### Records shown
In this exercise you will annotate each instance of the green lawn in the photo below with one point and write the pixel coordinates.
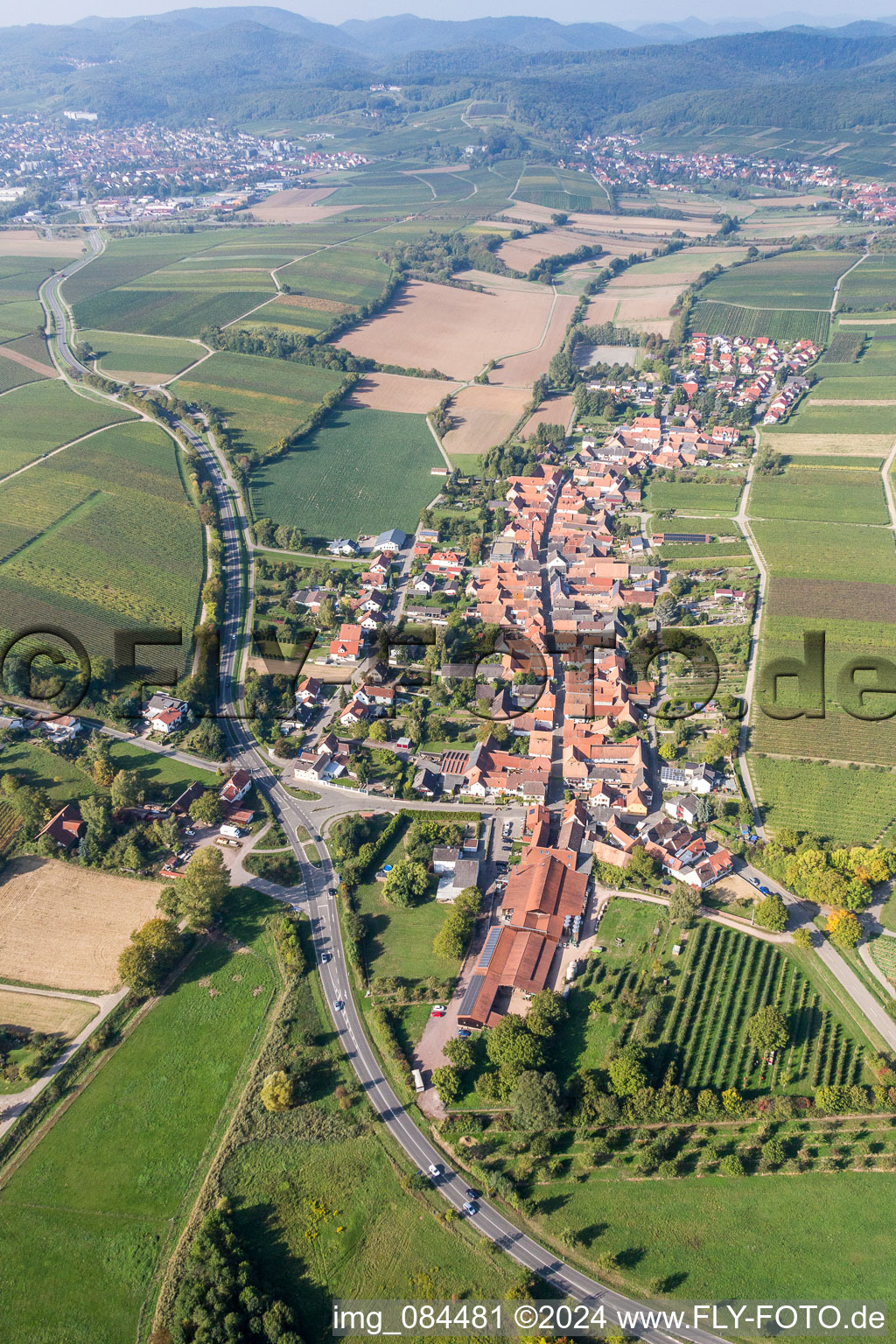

...

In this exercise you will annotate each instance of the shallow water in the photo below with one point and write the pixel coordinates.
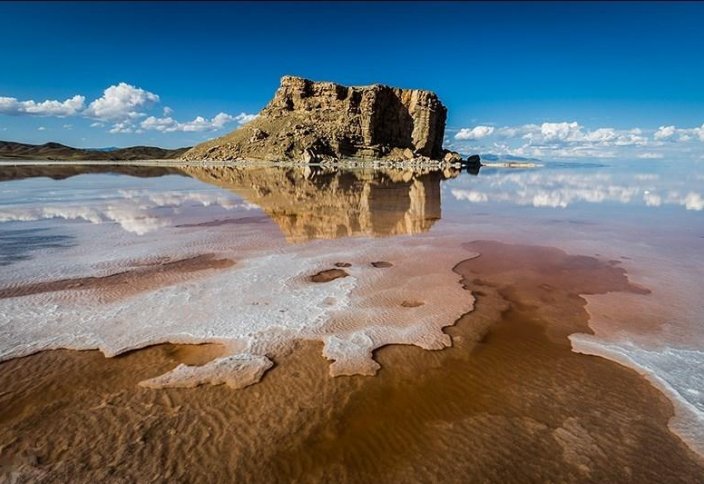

---

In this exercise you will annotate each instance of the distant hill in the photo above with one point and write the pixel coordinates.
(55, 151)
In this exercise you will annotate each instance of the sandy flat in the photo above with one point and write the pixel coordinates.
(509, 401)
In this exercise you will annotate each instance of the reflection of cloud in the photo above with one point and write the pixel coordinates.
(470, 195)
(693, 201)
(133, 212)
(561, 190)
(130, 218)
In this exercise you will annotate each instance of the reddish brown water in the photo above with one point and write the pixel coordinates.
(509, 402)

### Exercise details
Show the lines of the records that include the string "below".

### Response to the exercise
In this exercise you will annotate each instance of the green lawn in the photo below with one point and write the pixel coordinates.
In this exercise you will annotate each instance of the shallow water in the photo below with one point and write the pixel coordinates.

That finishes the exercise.